PROVIDED RECORDS
──────────

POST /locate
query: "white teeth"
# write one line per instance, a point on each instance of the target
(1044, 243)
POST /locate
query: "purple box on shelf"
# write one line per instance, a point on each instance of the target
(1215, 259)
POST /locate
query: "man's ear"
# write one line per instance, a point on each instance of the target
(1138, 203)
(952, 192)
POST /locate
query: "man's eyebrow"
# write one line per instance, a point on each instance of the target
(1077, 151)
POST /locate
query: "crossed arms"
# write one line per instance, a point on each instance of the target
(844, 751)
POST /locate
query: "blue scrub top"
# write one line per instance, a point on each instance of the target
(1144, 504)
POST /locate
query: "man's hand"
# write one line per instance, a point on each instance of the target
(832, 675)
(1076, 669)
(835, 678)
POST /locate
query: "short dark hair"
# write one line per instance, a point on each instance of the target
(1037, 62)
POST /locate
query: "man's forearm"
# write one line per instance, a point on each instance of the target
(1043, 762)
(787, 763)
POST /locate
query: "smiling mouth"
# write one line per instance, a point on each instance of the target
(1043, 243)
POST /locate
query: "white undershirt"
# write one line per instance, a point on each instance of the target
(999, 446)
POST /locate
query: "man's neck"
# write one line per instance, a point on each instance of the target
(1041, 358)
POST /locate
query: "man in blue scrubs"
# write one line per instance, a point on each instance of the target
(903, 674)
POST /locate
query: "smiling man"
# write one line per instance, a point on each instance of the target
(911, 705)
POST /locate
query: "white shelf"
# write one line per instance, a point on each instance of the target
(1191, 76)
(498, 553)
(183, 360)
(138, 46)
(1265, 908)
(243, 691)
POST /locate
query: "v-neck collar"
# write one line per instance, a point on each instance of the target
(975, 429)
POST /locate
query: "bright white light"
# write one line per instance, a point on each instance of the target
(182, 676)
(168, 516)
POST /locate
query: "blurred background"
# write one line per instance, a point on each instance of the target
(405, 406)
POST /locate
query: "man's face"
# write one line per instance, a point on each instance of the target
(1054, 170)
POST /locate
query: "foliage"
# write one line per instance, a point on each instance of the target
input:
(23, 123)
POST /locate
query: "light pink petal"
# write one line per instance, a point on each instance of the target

──────────

YOUR OBJECTIVE
Give a verbatim copy of the material above.

SOLUTION
POST /locate
query: "white teeth"
# write one line per instance, a point on each instance of the target
(1044, 243)
POST /locate
query: "purple box on shelf"
# write one line per instance, a point on each instance of the target
(1215, 259)
POST /locate
query: "man's ear"
# write one line per instance, a point on each instance of the target
(1138, 203)
(952, 192)
POST /locate
query: "man's eyebrow"
# write one line per instance, a point on each instance of the target
(1077, 151)
POST /locate
query: "crossed arms"
# write one line per instance, a point on each instance of the target
(844, 751)
POST /locate
query: "blue scrub top"
# write one line per instance, a point on each instance of the target
(1144, 504)
POST /locate
query: "man's hand"
# write one line per instance, a point on each instance of the target
(832, 675)
(1076, 669)
(835, 678)
POST /locate
query: "short dark hair"
# write one line per instance, a point on each instance of the target
(1037, 62)
POST /locate
query: "man's forearm"
# write one line per instance, a point on each instance of the target
(1043, 762)
(787, 763)
POST /locate
query: "smiling mouth"
# write one line per instance, a point on each instance of the target
(1043, 243)
POST /locate
query: "white undershirt"
# write one line per instance, a point on each instance of the target
(999, 446)
POST /locate
query: "man's neck"
# write one line per instance, a point on each instance of the target
(1041, 358)
POST /locate
query: "man in blue scrubs"
# write one line per instance, a point on each instance of the target
(903, 674)
POST /locate
query: "smiling man"
# write one line per instance, a point on each instance of the target
(911, 705)
POST /locate
query: "white shelf"
# write one line per instance, a point on each instance of the target
(1191, 76)
(498, 553)
(183, 360)
(138, 46)
(1265, 908)
(243, 691)
POST /locate
query: "v-neck collar"
# write one line per instance, a point on each instance of the target
(975, 429)
POST /locate
query: "bright white light"
# write one line per instance, a point on each instance of the target
(182, 676)
(168, 516)
POST /locate
query: "blurred background"
# write one line per instance, a point on each instance of the target
(405, 406)
POST /locate
query: "man's face"
# write one line per instance, a point on each instance of the target
(1054, 170)
POST /locate
query: "foliage"
# write one line per instance, a point on each instance of the target
input:
(23, 123)
POST /locate
query: "light pink petal"
# write one line per instance, a point on each instance of the target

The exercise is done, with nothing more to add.